• **Problems**:
**1.** Reproduce the WLAN passage below, starting with "[0083] According to" and going on through "available data rate.", but put "data streams" wherever "flows" appears.
**2.** Answer these questions using the WLAN passage below:
(a) What happens to the buffer sizes at the STA when its WLAN cannot support a high enough data throughput rate?
(b) Which two frequency bands are given as examples for communicating with the other WLAN?
(c) In the example, what kind of WWAN does the STA communicate with using a MAC address?
**3.** Rewrite the paragraph of the WLAN passage below that begins "When the STA is communicating on a WLAN" more concisely, keeping its main facts.

• **Text passage**:
────────
When the STA is communicating on a WLAN that does not support a
data throughput rate that is high enough for the STA, then data
will accumulate in buffers at the STA, and the buffer-sizes will
grow. The STA may then request transfer of one or more flows to a
WLAN that supports a higher data throughput rate. When the STA
requests the transfer of the communication session to another WLAN
(e.g., an IEEE 802.11n WLAN, an IEEE 802.11ac WLAN), the STA also
powers on (e.g., activates, wakes up) a transmitter, receiver,
and/or transceiver that is able to communicate (e.g., able to
transmit or receive on a 2.4 GHz or 5 GHz frequency band) with the
other WLAN.
[0083] According to aspects of the present disclosure, a STA may
identify one or more flows to transfer from a first WLAN to a
second WLAN based on certain QoS parameters of the flows and then
request transfer of the flows based on which flows the STA
identifies as benefiting from moving to an IEEE 802.11n or IEEE
802.11ac WLAN. That is, if a STA identifies one or more flows that
can benefit from a higher data rate, then the STA may send a
request to a WLAN AP to transfer the identified flows to a WLAN
with a higher available data rate.
[0084] According to aspects of the present disclosure, a STA may
associate with one or more WLANs identify the STA with a media
access control (MAC) address that is used to identify the STA to a
WWAN. According to aspects of the present disclosure, use of a
single MAC address by the STA may facilitate fast session transfers
between a first WLAN and a second WLAN. For example, a STA may
communicate with an LTE WWAN using a MAC address, and the STA may
associate with an IEEE 802.11ah WLAN using the same MAC address and
a same or different receiver. In the example, the STA may also
associate with an IEEE 802.11ac WLAN using the same MAC address and
a different receiver of the STA.
────────
• **Dataset entries**:
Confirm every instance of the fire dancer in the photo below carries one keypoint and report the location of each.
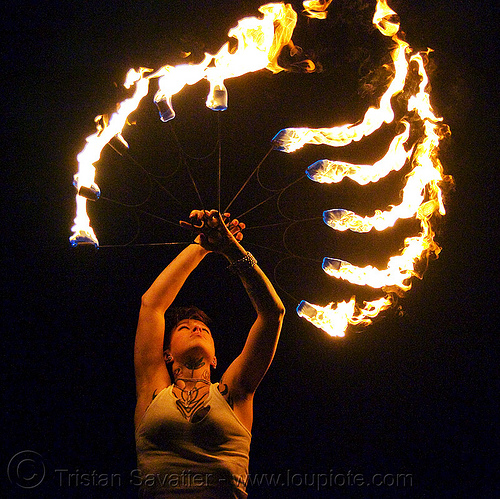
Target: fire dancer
(193, 436)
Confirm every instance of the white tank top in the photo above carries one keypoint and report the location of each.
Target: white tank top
(177, 458)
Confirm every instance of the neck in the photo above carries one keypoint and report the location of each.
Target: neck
(192, 368)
────────
• **Outputs for the tasks**:
**1.**
[0083] According to aspects of the present disclosure, a STA may
identify one or more data streams to transfer from a first WLAN to a
second WLAN based on certain QoS parameters of the data streams and then
request transfer of the data streams based on which data streams the STA
identifies as benefiting from moving to an IEEE 802.11n or IEEE
802.11ac WLAN. That is, if a STA identifies one or more data streams that
can benefit from a higher data rate, then the STA may send a
request to a WLAN AP to transfer the identified data streams to a WLAN
with a higher available data rate.

**2.**
(a) Data accumulates in the buffers, and the buffer sizes grow.
(b) The 2.4 GHz and 5 GHz frequency bands.
(c) An LTE WWAN.

**3.** If the STA's WLAN cannot support a high enough data throughput rate, data builds up in the STA's buffers and the buffer sizes grow. The STA may then request that one or more flows be transferred to a WLAN with a higher rate, such as an IEEE 802.11n or IEEE 802.11ac WLAN. When it makes that request, the STA also powers on a transmitter, receiver, and/or transceiver that can communicate with the other WLAN, for example on the 2.4 GHz or 5 GHz band.